%%

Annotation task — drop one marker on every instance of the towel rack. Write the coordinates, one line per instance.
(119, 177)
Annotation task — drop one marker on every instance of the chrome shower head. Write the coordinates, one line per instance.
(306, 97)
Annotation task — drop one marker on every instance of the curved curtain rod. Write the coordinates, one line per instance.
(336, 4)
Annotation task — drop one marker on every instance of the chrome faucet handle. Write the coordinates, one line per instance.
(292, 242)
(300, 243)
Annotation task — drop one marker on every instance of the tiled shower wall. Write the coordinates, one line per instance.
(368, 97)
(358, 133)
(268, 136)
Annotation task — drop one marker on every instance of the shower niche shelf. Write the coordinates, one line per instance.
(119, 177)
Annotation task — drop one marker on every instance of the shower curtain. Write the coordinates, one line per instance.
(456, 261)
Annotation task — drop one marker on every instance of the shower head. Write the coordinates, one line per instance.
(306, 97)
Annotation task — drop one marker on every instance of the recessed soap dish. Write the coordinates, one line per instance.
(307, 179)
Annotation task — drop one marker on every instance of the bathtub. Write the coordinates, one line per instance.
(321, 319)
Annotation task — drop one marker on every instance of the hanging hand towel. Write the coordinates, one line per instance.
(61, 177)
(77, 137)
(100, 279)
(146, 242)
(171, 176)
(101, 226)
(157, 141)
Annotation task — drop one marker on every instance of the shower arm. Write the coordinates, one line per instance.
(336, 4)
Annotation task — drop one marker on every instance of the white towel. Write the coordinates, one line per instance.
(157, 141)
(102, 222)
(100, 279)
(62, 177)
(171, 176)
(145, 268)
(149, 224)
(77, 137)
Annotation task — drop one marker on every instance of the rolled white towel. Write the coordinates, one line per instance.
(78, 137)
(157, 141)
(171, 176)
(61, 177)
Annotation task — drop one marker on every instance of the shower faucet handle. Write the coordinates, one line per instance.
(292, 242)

%%

Extract all the entries word for word.

Annotation task — drop one marker on every instance of the towel rack. Write the coordinates, one line per instance.
(119, 177)
Annotation task — drop one marker on every instance of the chrome shower head. Write the coordinates, one line per instance.
(306, 97)
Annotation task — drop one marker on every instance of the curved curtain rod. Write the coordinates, one line per instance.
(336, 4)
Annotation task — drop one marker on every instance of the chrome faucet handle. Write the coordinates, one line per instance.
(292, 242)
(300, 243)
Annotation task — drop one marker on every instance of the tiled shower wall. Write the coordinates, one line per instance.
(368, 97)
(358, 133)
(268, 136)
Annotation task — drop one marker on every instance of the shower niche shelf. Write the coordinates, one line per instance.
(119, 177)
Annotation task — drop one marker on every instance of the shower curtain. Write the coordinates, one line per instance.
(456, 261)
Annotation task — drop one marker on every instance of the shower head. Write the coordinates, one line per instance.
(306, 97)
Annotation task — drop one marker on every instance of the recessed soap dish. Write the coordinates, one line per instance.
(307, 179)
Annotation task — drop one marker on every instance of the bathtub. Write the coordinates, one line per instance.
(321, 319)
Annotation task — drop one marker on every instance of the hanging hand towel. Write the coordinates, one line per instance.
(61, 177)
(77, 137)
(100, 279)
(146, 242)
(171, 176)
(101, 226)
(157, 141)
Annotation task — drop one marker on every instance of the shower arm. Write the coordinates, one line per instance.
(336, 4)
Annotation task — drop one marker on every instance of the white towel. Write the coordinates, one line per instance.
(157, 141)
(102, 222)
(100, 279)
(62, 177)
(171, 176)
(145, 268)
(149, 224)
(77, 137)
Annotation task — drop one marker on every instance of the rolled white towel. Write the coordinates, one line per instance.
(78, 137)
(157, 141)
(171, 176)
(61, 177)
Annotation task — drop one marker on every instance of the shower faucet handle. Write the coordinates, one line per instance.
(292, 242)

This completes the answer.